● **QUOTED PASSAGE**:
--- --- ---

Your psychopath ex-spouse is going to trigger emotions in you by stalking you. Find a way to break or to rouse you to rage in public for witnesses to see. And, accuse you of assaulting him or her. You will get arrested. Now you have a criminal record. Don’t fall for this. It will compromise you as a parent.

Parent alienation will be another thing a psychopath will be good at. Psychopaths are very charming and prolific liars. They will try to influence children to see you as the enemy of the family. It will ruin your interaction with children during parenting time. Children may no longer want to see you if they had a choice.

You have to be just as intelligent and unemotional when dealing with a psychopathic ex-spouse.

 

What can I do with a psychopathic ex-spouse?

With a psychopath, it is best to avoid all negotiations and simply remove them from your life. Unfortunately, this is not always achievable. More so with a spouse or ex-spouse who is a psychopath and you have children together.

Here are some things to think about when dealing with a psychopath you know as your ex-spouse.

[ 1 ]  Understand what you really want. Know what you must have to survive and what you can live without. Don’t tell the psychopath about this, though. You should actually be careful while sharing information with anyone. You don’t want your adversary to learn about it. Without a doubt, this individual is an enemy. 

[ 2 ]  The psychopath’s main goal is to dominate. Determine what he or she wants to achieve by winning. Can you give it up? If so, let it go, and pretend to fight so the psychopath thinks he or she has won a crucial conflict. Discover the sociopath’s true desires. It’s unlikely that they are related to the children. Use that as a negotiating tool. Does your ex want to be able to claim that they dumped you? Is it because they don’t want to pay support? Accept the conditions, leave the state, and break your ties. If it will encourage the sociopath to give you custody, be prepared to walk away from your friends. You may even have to leave your house, and even the city you reside in. You may even have to forego child support if only to get your ex-spouse out of your life.

[ 3 ] You must anticipate that the sociopath will make every effort to harm you. Keep in mind that this person has no remorse for harming others or lying to anyone. Educate yourself. Talk to your attorney and learn the most practical ways to protect yourself legally.

[ 4 ] Prepare for a significant custody dispute with a psychopath. To prepare for battle against an ex-spouse you need to be ready to do extraordinary things and go the extra mile.

( a )  Note everything down. Every email, letter, and text you receive should be kept. So that you have a record of whatever your ex says, let your phone go to voicemail. With what you have, you might be able to trip him or her up later on in court.

( b )  Never talk to him or her by yourself. Make an effort to bring a witness. Choose someone who isn’t connected to you or with you. Have someone like that every time you interact with your ex-spouse. 

( c )  On the surface, keep your composure at all times. Your ex-spouse will portray you as an unstable person in front of the court. Your ex-spouse will set you up as hysterical, irrational, or possibly mentally sick. Don’t reveal to the sociopath what your true thoughts are.

( d )  Consider requesting a guardian ad litem, or child advocate, from the court.

( e )  Use a middleman, such as an attorney. The less you interact personally with the psychopath, the better. Your psychopathic ex-spouse wants to annoy you. Don’t give the psychopath the pleasure of seeing you annoyed, hurt, or frustrated. Psychopaths are drama junkies. Your ex-spouse will be trying to constantly elicit a response from you. Avoid responding. If you are injured, angry, or upset, don’t let the psychopath know. Cry when you go home but be a rock in front of your ex-spouse.

Find out if your partner is a psychopath. If chances are great your ex-spouse is, then you need an ally fast. You need a skilled divorce and family lawyer who can defend you. An ally to convince the judge of your ex-partner’s characteristics. Assist you in ending the marriage securely so you may move on to a fulfilling future. Start fresh.

--- --- ---

● **RECORDS SHOWN**:
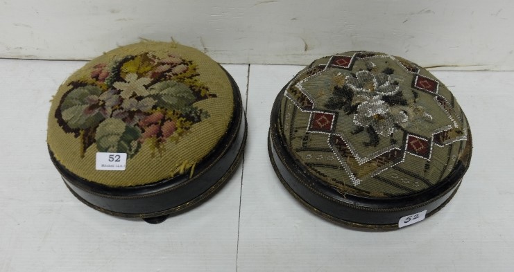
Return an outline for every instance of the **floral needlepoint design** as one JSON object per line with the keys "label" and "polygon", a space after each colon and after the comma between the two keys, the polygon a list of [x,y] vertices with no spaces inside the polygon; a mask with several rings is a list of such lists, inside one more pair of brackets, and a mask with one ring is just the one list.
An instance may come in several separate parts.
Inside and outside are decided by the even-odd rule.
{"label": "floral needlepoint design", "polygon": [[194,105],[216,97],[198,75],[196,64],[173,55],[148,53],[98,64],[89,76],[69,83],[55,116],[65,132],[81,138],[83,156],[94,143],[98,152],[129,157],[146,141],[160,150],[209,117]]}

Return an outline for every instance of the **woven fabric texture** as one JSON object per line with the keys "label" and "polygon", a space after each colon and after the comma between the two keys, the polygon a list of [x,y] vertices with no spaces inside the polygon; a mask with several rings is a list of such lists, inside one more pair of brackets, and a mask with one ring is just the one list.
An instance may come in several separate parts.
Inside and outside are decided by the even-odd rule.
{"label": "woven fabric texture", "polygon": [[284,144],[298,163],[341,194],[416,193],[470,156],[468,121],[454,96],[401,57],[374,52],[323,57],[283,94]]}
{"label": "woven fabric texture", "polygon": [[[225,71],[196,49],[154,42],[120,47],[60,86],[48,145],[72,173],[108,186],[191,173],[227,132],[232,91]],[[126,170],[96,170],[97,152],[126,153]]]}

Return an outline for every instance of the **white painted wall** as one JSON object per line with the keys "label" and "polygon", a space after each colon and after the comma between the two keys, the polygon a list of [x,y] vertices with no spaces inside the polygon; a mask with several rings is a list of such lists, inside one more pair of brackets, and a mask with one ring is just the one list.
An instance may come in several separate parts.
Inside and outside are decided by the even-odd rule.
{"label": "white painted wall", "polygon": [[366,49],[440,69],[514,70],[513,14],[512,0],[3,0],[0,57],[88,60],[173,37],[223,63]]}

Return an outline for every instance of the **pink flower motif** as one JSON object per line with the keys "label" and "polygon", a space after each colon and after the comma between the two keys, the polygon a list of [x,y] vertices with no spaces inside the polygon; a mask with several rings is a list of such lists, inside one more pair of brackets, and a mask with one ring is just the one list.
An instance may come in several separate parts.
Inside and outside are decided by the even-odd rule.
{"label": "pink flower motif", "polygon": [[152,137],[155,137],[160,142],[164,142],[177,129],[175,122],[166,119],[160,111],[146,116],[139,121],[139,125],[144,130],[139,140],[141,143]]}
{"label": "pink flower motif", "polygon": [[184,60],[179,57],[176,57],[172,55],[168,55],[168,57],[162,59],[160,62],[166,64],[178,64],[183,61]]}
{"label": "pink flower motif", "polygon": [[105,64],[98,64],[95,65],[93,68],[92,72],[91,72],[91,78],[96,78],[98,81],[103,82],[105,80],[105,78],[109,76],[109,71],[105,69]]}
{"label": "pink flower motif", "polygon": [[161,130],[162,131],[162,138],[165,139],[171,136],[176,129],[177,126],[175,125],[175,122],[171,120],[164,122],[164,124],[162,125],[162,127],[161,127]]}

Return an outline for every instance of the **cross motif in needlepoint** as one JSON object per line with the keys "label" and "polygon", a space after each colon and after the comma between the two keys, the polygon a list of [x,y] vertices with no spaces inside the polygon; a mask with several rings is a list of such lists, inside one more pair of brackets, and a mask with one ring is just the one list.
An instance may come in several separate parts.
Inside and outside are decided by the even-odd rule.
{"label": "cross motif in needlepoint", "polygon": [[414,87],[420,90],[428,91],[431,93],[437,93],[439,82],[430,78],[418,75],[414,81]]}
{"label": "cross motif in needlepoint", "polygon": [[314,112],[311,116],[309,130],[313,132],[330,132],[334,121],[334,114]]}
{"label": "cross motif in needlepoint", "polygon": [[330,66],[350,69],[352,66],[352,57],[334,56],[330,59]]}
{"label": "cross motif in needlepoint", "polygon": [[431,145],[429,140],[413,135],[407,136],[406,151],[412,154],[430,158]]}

--- --- ---

● **EXERCISE PROMPT**:
In the piece on a psychopathic ex-spouse, list the lettered steps that follow "Prepare for a significant custody dispute with a psychopath." Give each step by its opening sentence.

● **REPLY TO THE TASK**:
- Note everything down.
- Never talk to him or her by yourself.
- On the surface, keep your composure at all times.
- Consider requesting a guardian ad litem, or child advocate, from the court.
- Use a middleman, such as an attorney.